I will not name names, but I happen to know of recent well-known theologians who were alcoholics. Some of them were evangelicals. I once knew two students of a very famous evangelical New Testament scholar who told me he often came to class drunk. A very well known Lutheran theologian is an alcoholic who often misses classes and conference sessions where his presence is announced because he is drunk. (I was present at a weekend conference where he was the keynote speaker and he only showed up briefly. After that his absence was obvious. One man who knew him well told me he was in his hotel room too drunk to get out of bed.) A famous Baptist New Testament scholar whose name everyone would recognize died an alcoholic of liver disease. A well-known and influential seminary dean was caught with pornography on his office computer. There was a brief brouhaha about it but people forgave him and he stepped down but remained on the faculty. His books are widely read and studied without people thinking about that episode in his life. It doesn’t have anything to do with his scholarship.
If we were to discount the value of every theologian whose life was in some way scandalous our library shelves would be much less burdened down. And perhaps our theological thinking poorer. And I didn’t even mention all the German theologians and biblical scholars who supported National Socialism!
Having said all that, I have to add this. If those German theologians allowed their pro-Nazi sympathies to infect their writings we would all, I suspect, decline to use them in our courses. So, to the extent that a theologian allowed his infidelities, racial prejudices, wrong political views, to affect his scholarship, I believe we must inevitably either 1) discard his scholarship, or 2) use it but highlight those areas where the scandalous parts of his life affected it.
However, to the extent that the theologian’s scandalous actions did not affect his theology (or biblical scholarship) I see no reason to make much of them. They should probably be mentioned in a biography but there’s no need to reject his whole theology because of them. When I read Tillich, for example, I try to bracket out what I (think) I know about his sex life and garner whatever value I can from them. For example, his expositions of “heteronomy,” “autonomy” and “theonomy” I find very valuable. Likewise his explorations of the tensions in human existence are brilliant. When I get to his doctrine of salvation as “accepting that you are accepted” I sometimes wonder if he was motivated to avoid the subject of guilt. But I still find what he said interesting even if I disagree and suspect somewhere in the deep recesses of his mind and heart he tended to reduce sin to tragedy for personal reasons. But I don’t like psychologizing theologians’ ideas. For that reason I have never read Young Man Luther. I don’t want Erik Erickson’s speculations about Luther’s relationship with his father to infect my interpretation of his theology.
According to Ralph Abernathy, a close friend of Martin Luther King’s and another leader in the civil rights movement, King had extra-marital affairs during his marriage. I have no idea if that is true, but if anyone would know (other than the women) it would be Abernathy. I would like to think, though, that it’s not true. But even if I were to become convinced of it, it would not affect how I regard the truth and power of King’s ideas and his movement and legacy.

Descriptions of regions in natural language
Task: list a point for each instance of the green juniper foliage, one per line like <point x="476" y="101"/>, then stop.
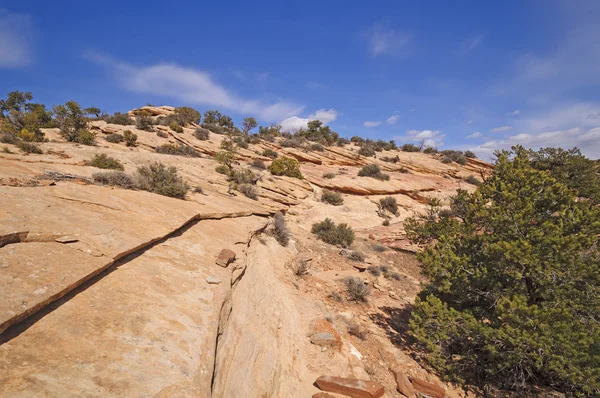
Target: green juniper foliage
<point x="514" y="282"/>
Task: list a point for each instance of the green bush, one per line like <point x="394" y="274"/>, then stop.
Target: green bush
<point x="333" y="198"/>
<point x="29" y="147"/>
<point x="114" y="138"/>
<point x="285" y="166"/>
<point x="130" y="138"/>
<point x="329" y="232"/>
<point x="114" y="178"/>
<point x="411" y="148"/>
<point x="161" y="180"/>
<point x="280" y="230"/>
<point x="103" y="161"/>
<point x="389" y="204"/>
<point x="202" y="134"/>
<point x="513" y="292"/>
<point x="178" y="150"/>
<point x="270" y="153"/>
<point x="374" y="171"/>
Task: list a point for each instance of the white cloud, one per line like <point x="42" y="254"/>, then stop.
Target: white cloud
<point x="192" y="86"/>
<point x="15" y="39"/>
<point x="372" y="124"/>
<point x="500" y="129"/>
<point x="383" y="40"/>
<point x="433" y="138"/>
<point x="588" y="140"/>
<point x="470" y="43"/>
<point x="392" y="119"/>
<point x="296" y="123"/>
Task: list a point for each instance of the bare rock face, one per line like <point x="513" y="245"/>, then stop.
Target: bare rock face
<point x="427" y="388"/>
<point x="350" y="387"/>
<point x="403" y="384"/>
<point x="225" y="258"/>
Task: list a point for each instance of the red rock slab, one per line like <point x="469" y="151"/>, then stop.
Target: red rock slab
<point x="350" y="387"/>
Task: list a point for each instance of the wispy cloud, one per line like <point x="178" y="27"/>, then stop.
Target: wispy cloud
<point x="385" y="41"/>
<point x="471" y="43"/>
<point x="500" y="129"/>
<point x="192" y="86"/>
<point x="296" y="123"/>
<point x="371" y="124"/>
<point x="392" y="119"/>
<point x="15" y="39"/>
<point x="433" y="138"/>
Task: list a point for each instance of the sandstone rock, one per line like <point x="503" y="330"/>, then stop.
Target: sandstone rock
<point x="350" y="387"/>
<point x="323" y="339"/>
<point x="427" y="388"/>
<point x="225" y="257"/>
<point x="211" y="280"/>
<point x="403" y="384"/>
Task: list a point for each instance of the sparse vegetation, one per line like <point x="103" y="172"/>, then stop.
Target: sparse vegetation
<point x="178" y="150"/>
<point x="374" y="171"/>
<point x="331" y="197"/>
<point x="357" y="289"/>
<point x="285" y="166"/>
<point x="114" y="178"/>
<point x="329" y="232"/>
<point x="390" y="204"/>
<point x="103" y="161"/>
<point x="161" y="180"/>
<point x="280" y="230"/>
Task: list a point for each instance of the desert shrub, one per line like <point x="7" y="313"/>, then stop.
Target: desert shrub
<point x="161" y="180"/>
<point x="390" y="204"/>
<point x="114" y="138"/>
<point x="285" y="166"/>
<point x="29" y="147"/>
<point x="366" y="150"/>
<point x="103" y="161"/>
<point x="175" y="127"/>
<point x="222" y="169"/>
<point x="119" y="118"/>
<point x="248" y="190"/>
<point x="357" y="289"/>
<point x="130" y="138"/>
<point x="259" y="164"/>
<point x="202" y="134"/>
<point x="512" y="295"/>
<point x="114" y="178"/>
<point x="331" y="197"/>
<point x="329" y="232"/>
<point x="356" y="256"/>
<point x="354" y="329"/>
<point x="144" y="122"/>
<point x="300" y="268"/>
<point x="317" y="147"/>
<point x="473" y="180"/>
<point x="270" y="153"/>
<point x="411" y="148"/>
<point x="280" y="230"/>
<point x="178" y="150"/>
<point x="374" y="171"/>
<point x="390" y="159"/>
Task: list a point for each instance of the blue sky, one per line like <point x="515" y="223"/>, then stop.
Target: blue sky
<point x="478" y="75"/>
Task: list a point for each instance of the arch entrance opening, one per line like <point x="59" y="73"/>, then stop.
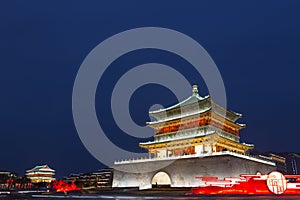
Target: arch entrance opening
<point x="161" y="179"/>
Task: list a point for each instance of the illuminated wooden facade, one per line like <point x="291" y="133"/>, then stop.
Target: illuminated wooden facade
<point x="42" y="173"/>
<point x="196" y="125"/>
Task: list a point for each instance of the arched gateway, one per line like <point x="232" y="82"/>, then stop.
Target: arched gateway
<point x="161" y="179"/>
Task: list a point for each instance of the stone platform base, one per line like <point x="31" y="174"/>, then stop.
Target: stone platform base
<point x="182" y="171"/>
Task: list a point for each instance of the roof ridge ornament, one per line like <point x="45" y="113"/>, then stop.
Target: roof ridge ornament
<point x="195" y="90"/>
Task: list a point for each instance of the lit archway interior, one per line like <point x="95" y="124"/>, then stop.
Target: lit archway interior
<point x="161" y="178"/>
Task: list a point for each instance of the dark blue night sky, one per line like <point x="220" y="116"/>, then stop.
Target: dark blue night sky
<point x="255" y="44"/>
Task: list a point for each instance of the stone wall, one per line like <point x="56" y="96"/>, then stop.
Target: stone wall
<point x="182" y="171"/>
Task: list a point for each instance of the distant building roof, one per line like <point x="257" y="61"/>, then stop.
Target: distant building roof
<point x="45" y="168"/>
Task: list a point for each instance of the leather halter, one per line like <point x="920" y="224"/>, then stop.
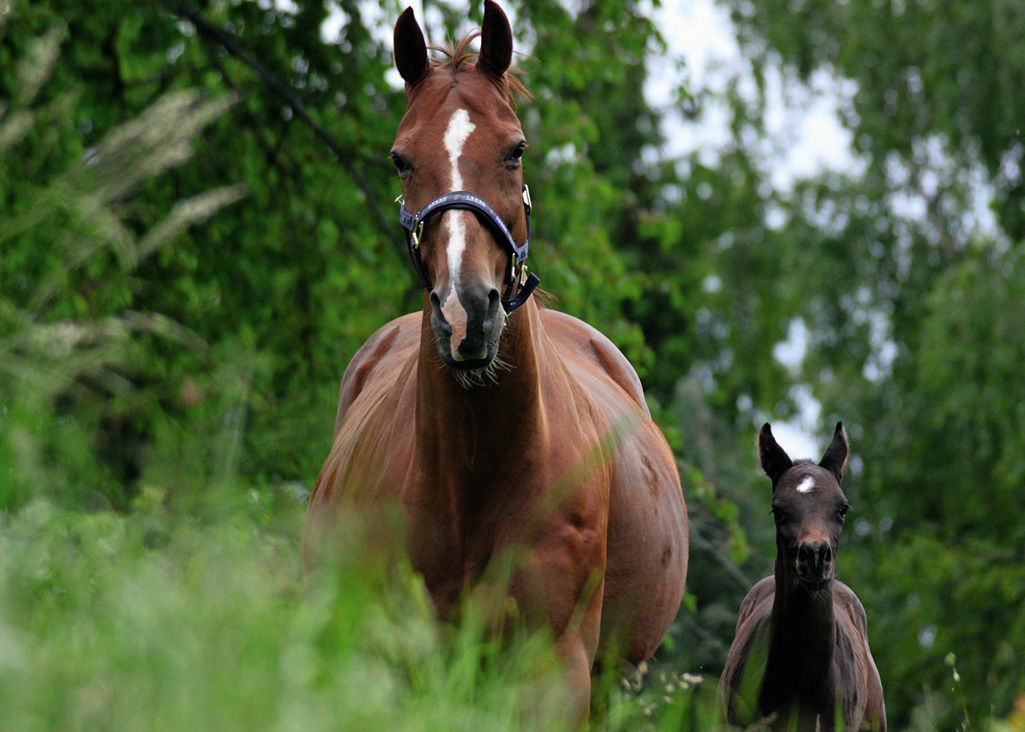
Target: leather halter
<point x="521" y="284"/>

Work item A
According to the text on theologians' private lives, which of Tillich's expositions does the writer find very valuable?
Work item B
From the text on theologians' private lives, extract word for word the passage from "If we were to" to "supported National Socialism!".

Exercise response A
His expositions of "heteronomy," "autonomy" and "theonomy."

Exercise response B
If we were to discount the value of every theologian whose life was in some way scandalous our library shelves would be much less burdened down. And perhaps our theological thinking poorer. And I didn’t even mention all the German theologians and biblical scholars who supported National Socialism!